### Stated problem
Rewrite the records below, replacing "large shrub" with "small tree" and leaving everything else unchanged.

Records pointing to named objects
= = = = =

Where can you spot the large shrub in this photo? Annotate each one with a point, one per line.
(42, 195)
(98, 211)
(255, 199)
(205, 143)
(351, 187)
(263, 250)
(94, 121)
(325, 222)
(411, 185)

= = = = =

### Result below
Where can you spot the small tree in this photo? Annotate each one with a point, one per line.
(42, 195)
(98, 211)
(255, 199)
(205, 143)
(351, 187)
(263, 250)
(94, 121)
(325, 222)
(411, 185)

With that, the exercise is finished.